DATASET EXCERPTS:
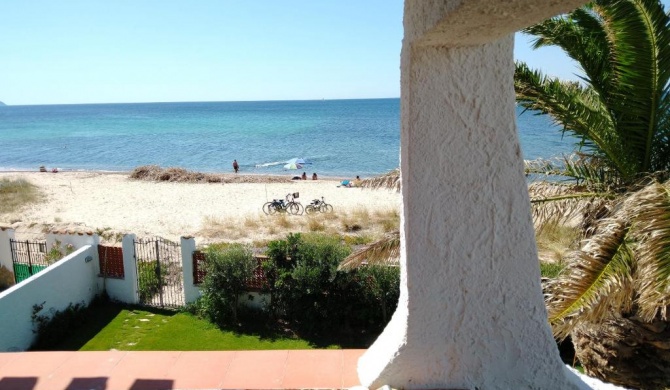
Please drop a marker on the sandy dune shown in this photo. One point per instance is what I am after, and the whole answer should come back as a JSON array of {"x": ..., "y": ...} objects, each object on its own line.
[{"x": 113, "y": 202}]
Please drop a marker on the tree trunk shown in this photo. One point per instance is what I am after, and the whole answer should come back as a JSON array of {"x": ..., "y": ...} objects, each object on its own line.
[{"x": 626, "y": 352}]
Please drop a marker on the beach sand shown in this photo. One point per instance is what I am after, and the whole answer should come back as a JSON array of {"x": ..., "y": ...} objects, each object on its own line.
[{"x": 112, "y": 204}]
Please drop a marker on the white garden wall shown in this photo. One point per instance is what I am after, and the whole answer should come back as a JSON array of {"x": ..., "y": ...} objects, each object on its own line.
[{"x": 71, "y": 280}]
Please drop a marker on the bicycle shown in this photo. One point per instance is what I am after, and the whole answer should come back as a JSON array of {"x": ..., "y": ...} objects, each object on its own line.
[
  {"x": 279, "y": 205},
  {"x": 292, "y": 206},
  {"x": 318, "y": 206}
]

PROBLEM STATEMENT: Every line from the one containing "Please drop a marker on the white" to the close of the records must be reproduced exactly. Include both ends and nothing more.

ANSWER AREA:
Please drop a marker on the white garden wall shown in this photo. One point per instance is what I am after, and the whole answer should come back as a JSON array of {"x": ..., "y": ...} objects, each object on its own line.
[{"x": 71, "y": 280}]
Please drop a marker on the bicycle shown in this photo. One point per instance is what I am after, and the whole answer should come back as a JSON array of {"x": ..., "y": ...} objects, each object on its own line.
[
  {"x": 279, "y": 205},
  {"x": 292, "y": 206},
  {"x": 318, "y": 206}
]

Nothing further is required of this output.